Pick out every line in the entries below that contains the word "instance" and copy each one in full. Treat uppercase and lowercase as different.

- EXCERPTED RECORDS:
------------------------------
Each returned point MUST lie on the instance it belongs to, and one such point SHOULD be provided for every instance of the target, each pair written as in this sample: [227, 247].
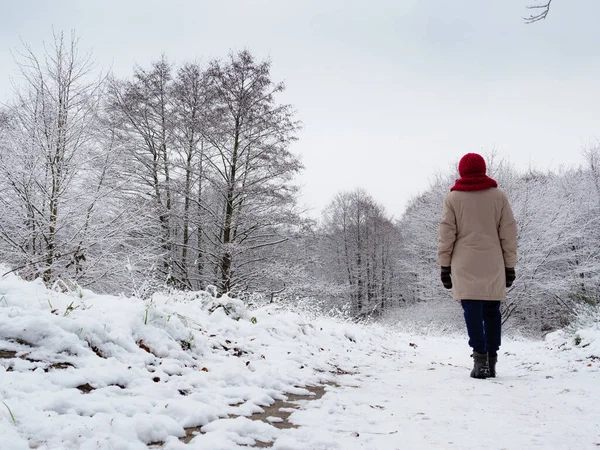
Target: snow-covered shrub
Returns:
------------------------------
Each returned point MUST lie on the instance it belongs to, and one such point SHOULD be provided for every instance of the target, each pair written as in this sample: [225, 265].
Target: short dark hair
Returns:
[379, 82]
------------------------------
- REPLY TO THE EXERCISE:
Each returned point MUST lie on the instance it belongs to, and one such point SHOULD be provided for every instance of the target, each pair written as in this sample: [227, 247].
Each returned point MUST lie on the instance it belongs to, and one such point SHOULD be provided for every instance of the target, each pair written as in this sample: [225, 265].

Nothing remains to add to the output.